■ **WHAT YOU HAVE TO DO**
Copy the stretch of the forum thread about camping tent lights from "Solarforce L2/L2m/L2r/L2i/L2p +" through "aren't an option." word for word.

■ **TEXT FOR ANALYSIS**
__________________________________________________
# Budget "camping ceiling" light?



## randomlugia (Jul 27, 2010)

What I mean is, one of those lights you stick to the top of a tent to light it up. Ex: DX SKU 10376







I'm looking for a higher amount of lumens though, preferably 100. I very rarely see these lights but I'd like to get a higher quality one. Also, what are your thoughts on hanging a Trustfire Z1 without the reflector?


----------



## mcnair55 (Jul 27, 2010)

Not sure which part of the world you are in but Aldi recently had pairs of mini camping lanterns and one member was so impressed he bought several pairs,I swiftly legged it down to mine and followed suit and bought a pair,well made robust and bright.They also had a larger type throwing out more power and they also looked very robust.

One other thought that may be of interest,how about an outside summer parasol light,similar in design to your pictured light but they have a large hole in the middle to slide the light to the top of the parasol,although I have not one I have seen them in use and they seem very bright but I have no idea what lumens they are throwing out.Cost here in the UK are under £10 and a close out store I use had them on offer for £4.99 and they sold out in a day so missed my chance of snagging one.


----------



## odd (Jul 27, 2010)

I suggest this:





and this:




you´ll get this:





Solarforce L2/L2m/L2r/L2i/L2p + Lantern Head

A great flashlight and lantern for a very good price.


----------



## randomlugia (Jul 27, 2010)

I'm in the US... So those aren't an option.


----------



## odd (Jul 27, 2010)

search for itc_shop on ebay. shipping is very low($2) or free.


----------



## Linger (Jul 27, 2010)

rig an old power led (like a Cree xre P4, a Lux III, a K2) to a AA cell or two, and a low boost driver.
The 3mm or 5mm leds pictured are very in-efficient. Instead of a dozen old bi-pin leds, use a 'newer' power led bare and led the pure flood light up your tent.
Driven at 100ma to 200ma, the waste heat will be minor.
--So avoid lights like the one pictured.


----------



## sol-leks (Jul 27, 2010)

coleman makes a 4AA and a 3cr123 pack away lantern that look pretty good but I don't own. I have one of their larger packaway lanterns and I like it. It is a bit hard to look at though I covert it with a plastic shopping bag to diffuse it and it works great.
__________________________________________________
[Text-to-region grounding data]
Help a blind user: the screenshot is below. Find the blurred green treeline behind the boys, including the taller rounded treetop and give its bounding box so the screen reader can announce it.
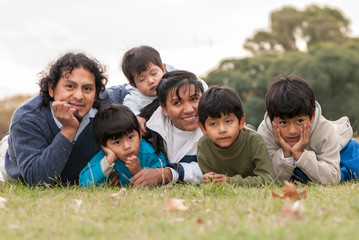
[204,5,359,132]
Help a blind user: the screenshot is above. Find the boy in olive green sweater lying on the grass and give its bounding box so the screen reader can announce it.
[197,86,274,186]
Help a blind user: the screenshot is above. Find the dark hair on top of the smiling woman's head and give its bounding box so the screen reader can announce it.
[157,70,203,106]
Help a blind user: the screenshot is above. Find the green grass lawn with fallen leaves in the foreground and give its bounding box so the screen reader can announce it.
[0,183,359,240]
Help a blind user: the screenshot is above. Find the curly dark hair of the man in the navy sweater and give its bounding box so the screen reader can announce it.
[39,52,108,108]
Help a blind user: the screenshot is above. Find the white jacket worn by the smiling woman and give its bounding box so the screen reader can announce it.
[146,107,203,184]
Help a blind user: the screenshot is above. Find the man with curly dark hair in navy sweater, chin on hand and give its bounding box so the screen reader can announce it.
[1,52,128,186]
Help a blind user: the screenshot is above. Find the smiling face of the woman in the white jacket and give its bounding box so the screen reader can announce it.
[161,84,202,131]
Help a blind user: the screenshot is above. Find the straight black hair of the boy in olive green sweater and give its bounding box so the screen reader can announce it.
[198,86,243,128]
__________________________________________________
■ **REPLY**
Solarforce L2/L2m/L2r/L2i/L2p + Lantern Head

A great flashlight and lantern for a very good price.


----------



## randomlugia (Jul 27, 2010)

I'm in the US... So those aren't an option.